Reproduce verbatim the records from the line containing "TARGET: the yellow-white bloom" through the end of the records, both ends included, and leave the pictures out.

Stored entries
______________________________

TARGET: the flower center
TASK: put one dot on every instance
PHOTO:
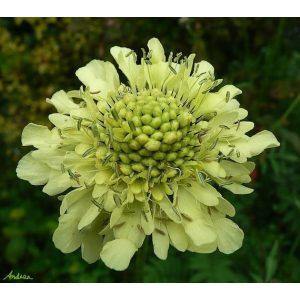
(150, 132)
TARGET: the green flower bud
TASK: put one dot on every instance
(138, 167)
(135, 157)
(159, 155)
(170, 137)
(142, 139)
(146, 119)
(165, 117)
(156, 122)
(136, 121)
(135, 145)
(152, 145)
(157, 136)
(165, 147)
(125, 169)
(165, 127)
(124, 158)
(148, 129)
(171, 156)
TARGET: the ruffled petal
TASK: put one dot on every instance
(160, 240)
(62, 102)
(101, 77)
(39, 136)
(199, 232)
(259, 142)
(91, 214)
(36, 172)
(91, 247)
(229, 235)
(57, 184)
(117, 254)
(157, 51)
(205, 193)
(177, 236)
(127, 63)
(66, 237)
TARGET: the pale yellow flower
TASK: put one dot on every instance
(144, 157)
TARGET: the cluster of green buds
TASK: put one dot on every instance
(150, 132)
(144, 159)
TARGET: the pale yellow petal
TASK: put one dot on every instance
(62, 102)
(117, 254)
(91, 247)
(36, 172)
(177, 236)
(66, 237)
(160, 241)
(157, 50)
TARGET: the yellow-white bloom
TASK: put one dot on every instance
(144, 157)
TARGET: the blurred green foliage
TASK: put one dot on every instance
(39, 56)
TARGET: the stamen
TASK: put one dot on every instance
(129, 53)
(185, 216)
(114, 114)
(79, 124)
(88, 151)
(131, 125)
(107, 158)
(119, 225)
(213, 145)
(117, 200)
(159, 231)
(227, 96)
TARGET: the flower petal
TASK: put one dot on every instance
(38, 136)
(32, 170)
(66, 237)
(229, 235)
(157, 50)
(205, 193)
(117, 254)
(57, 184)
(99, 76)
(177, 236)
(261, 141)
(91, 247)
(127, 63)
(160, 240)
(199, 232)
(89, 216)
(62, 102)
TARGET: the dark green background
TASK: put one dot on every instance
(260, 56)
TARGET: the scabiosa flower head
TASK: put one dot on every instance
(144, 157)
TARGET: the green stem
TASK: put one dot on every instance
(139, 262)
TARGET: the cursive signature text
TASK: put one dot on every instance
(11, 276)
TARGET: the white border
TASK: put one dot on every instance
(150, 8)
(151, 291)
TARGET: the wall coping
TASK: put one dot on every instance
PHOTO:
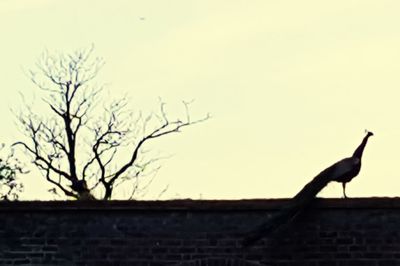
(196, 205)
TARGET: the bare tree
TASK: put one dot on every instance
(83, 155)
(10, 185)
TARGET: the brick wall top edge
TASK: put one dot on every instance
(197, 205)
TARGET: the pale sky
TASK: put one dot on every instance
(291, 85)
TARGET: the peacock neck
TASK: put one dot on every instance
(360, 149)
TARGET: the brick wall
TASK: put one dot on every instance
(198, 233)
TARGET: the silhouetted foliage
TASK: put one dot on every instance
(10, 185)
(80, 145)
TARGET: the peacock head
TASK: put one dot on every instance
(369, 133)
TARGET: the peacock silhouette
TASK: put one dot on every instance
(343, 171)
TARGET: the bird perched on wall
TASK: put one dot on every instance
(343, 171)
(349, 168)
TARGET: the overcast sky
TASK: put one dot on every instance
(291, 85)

______________________________

Written answer
TARGET: the yellow-white bloom
TASK: put one dot on every instance
(144, 157)
TARGET: the blurred green foliage
TASK: put one dot on every instance
(39, 56)
TARGET: the stamen
TASK: put one dot on every instance
(129, 53)
(185, 216)
(114, 114)
(79, 124)
(88, 151)
(131, 125)
(107, 158)
(119, 225)
(213, 145)
(117, 200)
(159, 231)
(227, 96)
TARGET: the flower petal
TASK: put one dot on every instance
(38, 136)
(32, 170)
(66, 237)
(229, 235)
(157, 50)
(205, 193)
(117, 254)
(57, 184)
(99, 76)
(177, 236)
(261, 141)
(91, 247)
(127, 63)
(160, 240)
(199, 232)
(89, 216)
(62, 102)
TARGET: the dark green background
TASK: put one dot on every instance
(260, 56)
TARGET: the scabiosa flower head
TASK: put one dot on every instance
(144, 157)
TARGET: the green stem
TASK: put one dot on every instance
(139, 262)
TARGET: the cursive signature text
TASK: put one dot on every instance
(11, 276)
TARGET: the white border
TASK: put one dot on every instance
(150, 8)
(151, 291)
TARGET: the wall coping
TASK: put one dot on every instance
PHOTO:
(196, 205)
TARGET: the bare tree
TASK: put one dot on every instance
(83, 155)
(10, 185)
TARGET: the brick wall top edge
TASK: put one dot on every instance
(197, 205)
TARGET: the pale sky
TASK: put one dot on every instance
(291, 85)
TARGET: the peacock neck
TASK: put one dot on every instance
(360, 149)
TARGET: the brick wall
TASK: put one dot on every instance
(198, 233)
TARGET: the silhouetted foliage
TASK: put one dot on every instance
(10, 185)
(80, 145)
TARGET: the peacock head
TASK: put one dot on every instance
(369, 133)
TARGET: the peacock silhouette
TASK: put one dot on every instance
(343, 171)
TARGET: the bird perched on wall
TASK: put one dot on every instance
(343, 171)
(349, 168)
TARGET: the overcast sky
TASK: put one dot on every instance
(291, 85)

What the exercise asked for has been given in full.